**TASK DESCRIPTION**
Render the stretch of data below as a JSON list of strings, one string per line with blank lines left out, starting at the line that contains "of the mexa-se" and ending with the last line of the data.

**RECORDS SHOWN**
§ §

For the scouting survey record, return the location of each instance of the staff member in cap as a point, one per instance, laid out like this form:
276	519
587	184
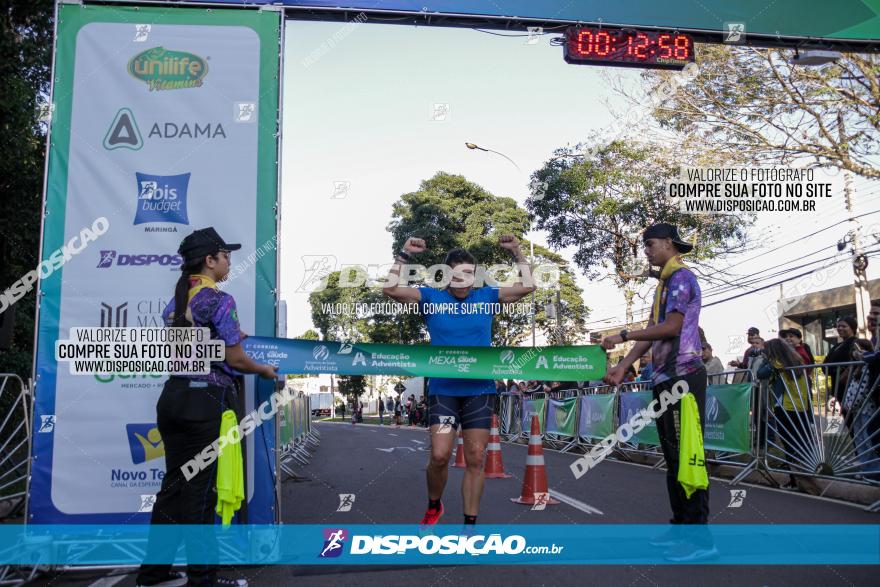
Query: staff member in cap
673	336
190	408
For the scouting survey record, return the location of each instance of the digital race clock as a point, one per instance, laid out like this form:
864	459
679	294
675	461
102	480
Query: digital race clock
628	48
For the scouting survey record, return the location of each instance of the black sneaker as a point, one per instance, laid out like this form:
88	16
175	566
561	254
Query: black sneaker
669	538
687	552
172	579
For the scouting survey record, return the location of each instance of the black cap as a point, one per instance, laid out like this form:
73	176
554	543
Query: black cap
670	231
204	241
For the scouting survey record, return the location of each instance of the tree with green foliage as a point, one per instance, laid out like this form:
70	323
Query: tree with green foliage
448	212
602	202
309	334
352	387
25	59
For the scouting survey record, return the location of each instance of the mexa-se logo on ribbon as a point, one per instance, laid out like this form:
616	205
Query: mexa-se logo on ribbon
163	69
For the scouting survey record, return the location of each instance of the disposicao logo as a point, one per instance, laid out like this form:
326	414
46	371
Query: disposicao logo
320	353
334	542
163	69
145	442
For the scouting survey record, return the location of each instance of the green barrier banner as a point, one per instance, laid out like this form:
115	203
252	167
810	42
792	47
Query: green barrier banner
630	404
568	363
532	406
597	416
561	416
727	417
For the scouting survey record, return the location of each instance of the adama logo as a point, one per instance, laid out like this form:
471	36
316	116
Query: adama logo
334	542
162	69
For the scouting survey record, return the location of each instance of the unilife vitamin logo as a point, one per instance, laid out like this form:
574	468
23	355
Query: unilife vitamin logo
163	69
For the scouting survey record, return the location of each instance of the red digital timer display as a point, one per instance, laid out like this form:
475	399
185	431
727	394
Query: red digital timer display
628	48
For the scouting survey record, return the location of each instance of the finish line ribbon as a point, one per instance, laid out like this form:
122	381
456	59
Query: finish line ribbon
562	363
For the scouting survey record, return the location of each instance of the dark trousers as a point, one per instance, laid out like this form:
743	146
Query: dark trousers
189	420
696	509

§ §

**SOLUTION TO THIS TASK**
[
  "For the scouting survey record, return the location of each instance of the mexa-se logo on ribbon as a point, one per instance, laid out like this form:",
  "616\t205",
  "Query: mexa-se logo on ribbon",
  "163\t69",
  "For the scouting survey record, return the location of each instance of the disposicao logo as a point, one per instance, laid out like this form:",
  "326\t414",
  "46\t371",
  "Query: disposicao logo",
  "320\t353",
  "334\t542",
  "163\t69",
  "145\t442",
  "For the scouting survey record, return the location of each instance of the green barrier banner as a point, one per instance, laid out like this form:",
  "115\t203",
  "252\t167",
  "810\t42",
  "792\t47",
  "Query: green barrier banner",
  "630\t404",
  "568\t363",
  "532\t406",
  "597\t416",
  "561\t416",
  "727\t417",
  "For the scouting survey record, return the location of each instance of the adama logo as a point, one per instance, laid out like this form:",
  "471\t36",
  "316\t116",
  "Query: adama logo",
  "334\t542",
  "162\t69",
  "For the scouting survey record, return the location of each instance of the unilife vitamin logo as a point, one per instance, laid out like this form:",
  "574\t468",
  "23\t355",
  "Query: unilife vitamin logo",
  "163\t69",
  "For the scouting survey record, return the location of each instance of the red digital timer display as a point, one per instance, laid out like this form:",
  "475\t399",
  "185\t431",
  "727\t394",
  "Query: red digital timer display",
  "628\t48",
  "For the scouting survey record, return the location of each instance of the finish line ribbon as a point, one per instance, laid out like this form:",
  "122\t381",
  "456\t59",
  "Query: finish line ribbon",
  "562\t363",
  "For the scouting survey record, return the location of each instance of the dark trousers as a point, one per instance, laid out like this form:",
  "743\t146",
  "Query: dark trousers",
  "189\t420",
  "696\t509"
]